EXTRACTED MATERIAL:

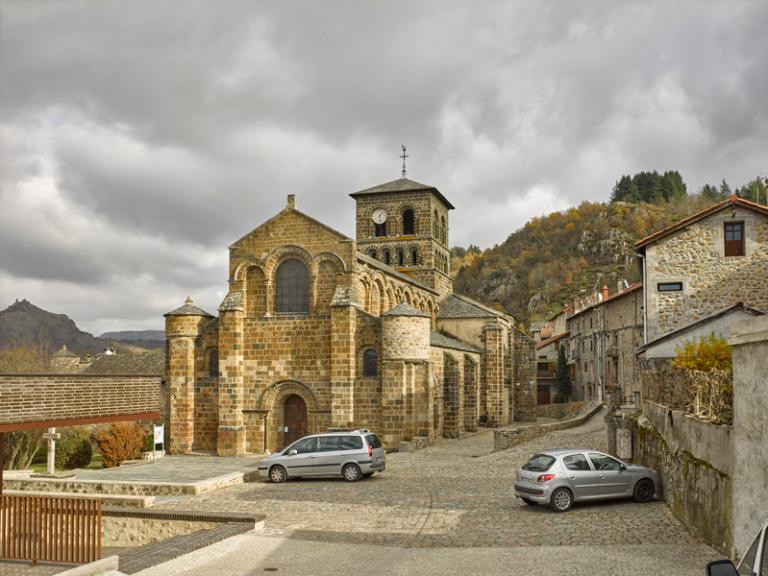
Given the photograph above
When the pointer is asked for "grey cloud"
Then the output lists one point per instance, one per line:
(162, 131)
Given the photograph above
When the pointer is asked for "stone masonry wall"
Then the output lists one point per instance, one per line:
(711, 281)
(41, 397)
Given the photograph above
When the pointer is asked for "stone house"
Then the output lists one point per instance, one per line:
(605, 331)
(323, 331)
(705, 264)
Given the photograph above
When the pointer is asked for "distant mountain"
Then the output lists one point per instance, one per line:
(23, 322)
(134, 335)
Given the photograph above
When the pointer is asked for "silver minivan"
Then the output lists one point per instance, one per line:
(351, 455)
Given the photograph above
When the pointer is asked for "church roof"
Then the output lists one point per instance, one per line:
(405, 310)
(147, 364)
(456, 306)
(189, 309)
(441, 340)
(402, 185)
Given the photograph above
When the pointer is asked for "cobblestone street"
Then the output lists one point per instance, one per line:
(458, 494)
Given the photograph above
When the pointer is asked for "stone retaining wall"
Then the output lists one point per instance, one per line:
(694, 462)
(510, 437)
(557, 410)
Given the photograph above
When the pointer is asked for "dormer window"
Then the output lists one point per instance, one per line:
(734, 238)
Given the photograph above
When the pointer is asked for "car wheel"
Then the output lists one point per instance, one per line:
(644, 491)
(561, 500)
(351, 473)
(278, 474)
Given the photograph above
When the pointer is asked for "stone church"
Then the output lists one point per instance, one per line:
(320, 331)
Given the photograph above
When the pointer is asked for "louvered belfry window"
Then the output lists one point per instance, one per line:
(734, 238)
(292, 288)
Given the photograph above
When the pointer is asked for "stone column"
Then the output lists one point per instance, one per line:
(494, 373)
(749, 339)
(182, 327)
(343, 358)
(405, 341)
(230, 439)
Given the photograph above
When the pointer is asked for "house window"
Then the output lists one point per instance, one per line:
(669, 286)
(409, 222)
(292, 288)
(734, 238)
(370, 366)
(213, 363)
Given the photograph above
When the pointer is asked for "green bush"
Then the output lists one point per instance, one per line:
(74, 449)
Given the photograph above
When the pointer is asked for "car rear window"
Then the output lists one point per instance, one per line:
(351, 443)
(539, 463)
(373, 440)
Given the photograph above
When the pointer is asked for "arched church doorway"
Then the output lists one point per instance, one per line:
(294, 418)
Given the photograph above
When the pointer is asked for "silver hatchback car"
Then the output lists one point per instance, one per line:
(351, 455)
(561, 477)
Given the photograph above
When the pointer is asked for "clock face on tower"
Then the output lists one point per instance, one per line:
(379, 216)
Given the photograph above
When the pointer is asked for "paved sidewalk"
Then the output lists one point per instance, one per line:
(252, 554)
(175, 469)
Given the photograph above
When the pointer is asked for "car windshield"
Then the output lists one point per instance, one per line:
(539, 463)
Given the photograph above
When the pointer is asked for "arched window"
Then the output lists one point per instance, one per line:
(213, 363)
(292, 288)
(370, 364)
(409, 223)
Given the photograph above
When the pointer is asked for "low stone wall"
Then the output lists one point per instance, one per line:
(133, 528)
(694, 462)
(557, 411)
(510, 437)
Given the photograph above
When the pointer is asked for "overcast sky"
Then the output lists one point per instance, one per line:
(139, 139)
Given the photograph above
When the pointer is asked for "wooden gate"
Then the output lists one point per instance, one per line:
(51, 529)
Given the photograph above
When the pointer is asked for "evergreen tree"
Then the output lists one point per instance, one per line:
(562, 377)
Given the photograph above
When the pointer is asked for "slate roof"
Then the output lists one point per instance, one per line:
(732, 200)
(405, 310)
(441, 340)
(147, 364)
(402, 185)
(188, 309)
(455, 306)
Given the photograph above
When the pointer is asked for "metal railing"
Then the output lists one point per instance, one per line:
(50, 529)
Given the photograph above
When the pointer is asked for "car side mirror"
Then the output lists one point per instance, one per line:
(721, 568)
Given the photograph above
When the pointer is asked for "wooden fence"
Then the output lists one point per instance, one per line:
(51, 529)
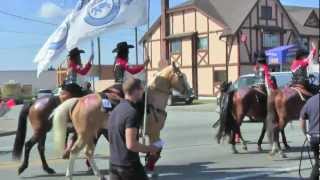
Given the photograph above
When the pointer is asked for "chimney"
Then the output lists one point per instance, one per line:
(164, 29)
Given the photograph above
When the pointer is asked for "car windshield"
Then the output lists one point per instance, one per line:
(45, 91)
(246, 81)
(283, 79)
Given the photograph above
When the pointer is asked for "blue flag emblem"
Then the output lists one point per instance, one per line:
(62, 34)
(102, 12)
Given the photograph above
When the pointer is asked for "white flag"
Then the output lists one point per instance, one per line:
(56, 43)
(99, 16)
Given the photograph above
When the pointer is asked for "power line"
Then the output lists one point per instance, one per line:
(24, 33)
(26, 18)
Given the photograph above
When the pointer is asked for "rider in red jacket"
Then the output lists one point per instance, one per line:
(300, 64)
(263, 72)
(121, 62)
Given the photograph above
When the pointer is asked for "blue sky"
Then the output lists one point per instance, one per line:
(22, 39)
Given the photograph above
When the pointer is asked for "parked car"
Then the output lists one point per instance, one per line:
(43, 93)
(282, 78)
(175, 97)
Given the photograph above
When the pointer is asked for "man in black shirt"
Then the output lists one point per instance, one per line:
(310, 111)
(123, 129)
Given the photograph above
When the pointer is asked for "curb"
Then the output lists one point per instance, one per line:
(8, 133)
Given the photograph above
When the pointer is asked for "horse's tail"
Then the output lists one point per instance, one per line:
(21, 131)
(226, 119)
(271, 117)
(61, 116)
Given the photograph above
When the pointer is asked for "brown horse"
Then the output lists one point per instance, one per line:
(281, 111)
(38, 114)
(88, 119)
(237, 104)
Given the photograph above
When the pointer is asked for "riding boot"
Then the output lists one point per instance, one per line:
(151, 160)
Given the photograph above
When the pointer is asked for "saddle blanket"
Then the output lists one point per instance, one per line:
(106, 104)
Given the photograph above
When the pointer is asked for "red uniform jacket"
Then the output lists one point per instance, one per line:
(123, 63)
(79, 70)
(267, 75)
(297, 64)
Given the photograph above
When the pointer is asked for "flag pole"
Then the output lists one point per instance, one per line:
(144, 132)
(99, 59)
(136, 39)
(92, 77)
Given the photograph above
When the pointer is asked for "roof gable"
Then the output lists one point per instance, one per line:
(312, 20)
(305, 19)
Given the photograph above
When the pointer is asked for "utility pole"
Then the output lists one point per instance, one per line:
(99, 59)
(164, 30)
(136, 36)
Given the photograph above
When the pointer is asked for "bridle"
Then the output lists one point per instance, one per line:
(155, 110)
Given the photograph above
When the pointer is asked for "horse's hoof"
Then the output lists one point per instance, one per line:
(271, 154)
(102, 178)
(90, 171)
(152, 175)
(49, 170)
(66, 155)
(21, 169)
(283, 155)
(235, 151)
(245, 148)
(287, 147)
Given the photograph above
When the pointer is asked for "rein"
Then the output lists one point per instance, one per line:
(156, 111)
(299, 93)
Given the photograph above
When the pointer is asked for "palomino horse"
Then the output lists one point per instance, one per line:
(38, 114)
(234, 106)
(88, 119)
(281, 111)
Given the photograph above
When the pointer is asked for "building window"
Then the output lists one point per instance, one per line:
(271, 40)
(176, 46)
(266, 12)
(220, 76)
(202, 43)
(312, 21)
(305, 43)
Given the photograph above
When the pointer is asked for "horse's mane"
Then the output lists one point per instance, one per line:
(160, 75)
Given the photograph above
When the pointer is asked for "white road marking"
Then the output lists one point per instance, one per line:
(260, 174)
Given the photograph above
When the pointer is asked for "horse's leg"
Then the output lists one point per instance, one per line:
(275, 138)
(263, 132)
(41, 149)
(89, 152)
(77, 147)
(284, 140)
(95, 141)
(151, 159)
(233, 142)
(70, 144)
(28, 146)
(244, 142)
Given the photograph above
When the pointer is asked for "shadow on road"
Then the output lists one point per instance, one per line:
(203, 171)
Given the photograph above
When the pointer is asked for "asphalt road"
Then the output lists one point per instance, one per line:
(191, 153)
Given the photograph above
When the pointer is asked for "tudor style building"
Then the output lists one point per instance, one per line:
(216, 39)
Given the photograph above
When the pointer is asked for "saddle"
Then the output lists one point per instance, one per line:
(301, 90)
(111, 97)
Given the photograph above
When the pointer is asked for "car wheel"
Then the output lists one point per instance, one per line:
(170, 101)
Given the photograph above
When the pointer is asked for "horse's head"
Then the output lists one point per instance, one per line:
(179, 81)
(171, 77)
(224, 87)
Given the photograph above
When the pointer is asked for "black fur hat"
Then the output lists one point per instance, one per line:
(301, 53)
(122, 46)
(261, 57)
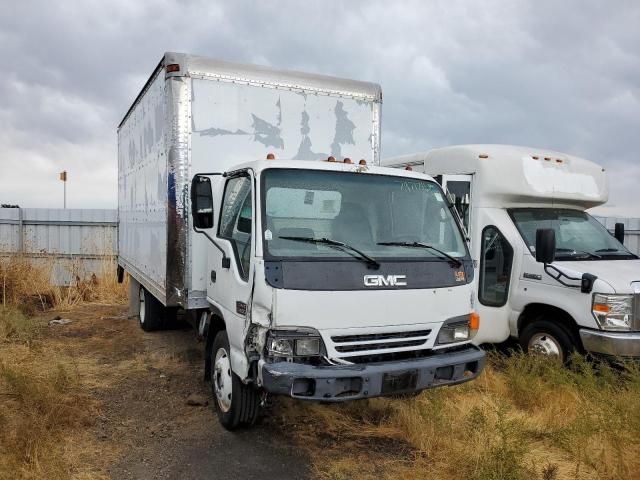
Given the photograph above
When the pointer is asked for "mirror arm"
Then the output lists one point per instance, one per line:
(586, 281)
(226, 262)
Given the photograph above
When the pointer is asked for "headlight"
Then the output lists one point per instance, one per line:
(459, 329)
(285, 343)
(613, 312)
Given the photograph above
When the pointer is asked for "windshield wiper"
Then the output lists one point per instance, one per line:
(334, 243)
(584, 252)
(452, 259)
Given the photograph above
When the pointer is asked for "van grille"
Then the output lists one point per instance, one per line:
(380, 341)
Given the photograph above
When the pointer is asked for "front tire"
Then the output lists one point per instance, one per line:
(546, 338)
(237, 404)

BRIEF:
In how many lines of the records above does the string "arched" appear, with uppercase and lowercase treated as different? Reply with the number alone.

RESPONSE BELOW:
2